◆ **Available records**:
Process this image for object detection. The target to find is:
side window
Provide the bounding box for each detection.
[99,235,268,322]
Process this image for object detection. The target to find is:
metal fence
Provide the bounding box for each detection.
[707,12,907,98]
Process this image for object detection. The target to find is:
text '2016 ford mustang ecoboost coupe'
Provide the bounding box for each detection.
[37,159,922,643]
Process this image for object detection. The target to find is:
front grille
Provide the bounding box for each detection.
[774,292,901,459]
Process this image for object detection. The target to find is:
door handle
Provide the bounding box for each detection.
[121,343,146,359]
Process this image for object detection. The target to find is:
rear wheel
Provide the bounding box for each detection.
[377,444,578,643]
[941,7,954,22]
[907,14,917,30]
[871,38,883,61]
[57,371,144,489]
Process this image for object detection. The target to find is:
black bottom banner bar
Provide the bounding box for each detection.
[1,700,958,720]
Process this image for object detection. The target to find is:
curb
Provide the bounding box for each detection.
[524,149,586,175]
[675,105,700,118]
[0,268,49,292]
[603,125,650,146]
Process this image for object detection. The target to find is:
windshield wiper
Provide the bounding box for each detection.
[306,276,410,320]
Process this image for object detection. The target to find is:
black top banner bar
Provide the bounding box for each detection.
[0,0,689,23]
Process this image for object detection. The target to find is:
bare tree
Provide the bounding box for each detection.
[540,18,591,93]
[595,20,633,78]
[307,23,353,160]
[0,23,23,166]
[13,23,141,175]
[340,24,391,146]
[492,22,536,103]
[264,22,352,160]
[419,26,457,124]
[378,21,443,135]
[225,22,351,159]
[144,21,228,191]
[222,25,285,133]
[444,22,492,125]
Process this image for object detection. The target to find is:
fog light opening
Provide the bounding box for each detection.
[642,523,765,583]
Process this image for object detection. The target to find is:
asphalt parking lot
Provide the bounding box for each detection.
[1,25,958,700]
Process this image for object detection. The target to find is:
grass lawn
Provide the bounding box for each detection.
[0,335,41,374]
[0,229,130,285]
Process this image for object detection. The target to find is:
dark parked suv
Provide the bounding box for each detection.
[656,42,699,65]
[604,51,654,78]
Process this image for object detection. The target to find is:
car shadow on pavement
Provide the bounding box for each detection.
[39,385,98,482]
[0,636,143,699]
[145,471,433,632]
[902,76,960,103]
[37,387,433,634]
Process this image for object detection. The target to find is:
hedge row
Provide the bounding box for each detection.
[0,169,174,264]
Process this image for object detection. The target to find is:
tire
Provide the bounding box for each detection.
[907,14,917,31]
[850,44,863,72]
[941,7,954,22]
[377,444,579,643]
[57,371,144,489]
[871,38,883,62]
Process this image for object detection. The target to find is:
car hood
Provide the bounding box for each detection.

◆ **Exercise directions**:
Scan the data above and copy each line containing the word "black".

◆ **Task solution**:
black bottom banner bar
black top banner bar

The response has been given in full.